### Document
- - -

I just wanted to make a point that I don't think we've touched on.
And I'm curious if anyone here has better or more insights on this than me.
But I remember last week, we were chatting here in the spaces,
and we were watching around, you know, Nakamoto stock getting crushed by the market is down 50%.
I think it was exactly a week ago.
And largely due to the fact that there were some massive pipe unlocks that came in
or that basically became available to be sold.
And I think people took a chance to do so.
Yeah, there's 200 million.
It was 200 million at once.
And now I saw reports last week that Strife passed some massive unlocks coming in in the first or second week of October.
So I thought to myself, could it be that they're taking a page of the NACA experience and trying to create some more buzz and awareness before this unlock happened so that there's more of a bit under it?
But curious if anyone has any different insights, because I did remember seeing yesterday that there were some big.
unlocks for that for strife coming in in the first or second week of october very very sizable so i'm
curious if anyone has any any details on that anyone i don't have specific details on strive unlocks i
can only say that the pipe structure that's being used is problematic in the past for s bet
obviously naka and others and that we've seen that very transparently because i mean in the case
of David Bailey, he went on that tweet thread, Mauricio, when we were talking about this last
week, where he basically said, it's the investors who are shorting.

- - -

### Given material

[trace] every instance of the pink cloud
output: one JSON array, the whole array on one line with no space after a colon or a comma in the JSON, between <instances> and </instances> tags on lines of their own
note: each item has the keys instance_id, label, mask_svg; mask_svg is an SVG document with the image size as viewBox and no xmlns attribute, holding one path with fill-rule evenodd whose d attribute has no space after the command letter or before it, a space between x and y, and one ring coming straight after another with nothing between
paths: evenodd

- - -

### Aim
Answer these questions from the conversation about stock unlocks.
(a) By what percentage was Nakamoto stock down?
(b) How much became available to be sold at once?
(c) According to David Bailey's tweet thread, who was shorting?

### Final result
(a) 50%
(b) 200 million
(c) The investors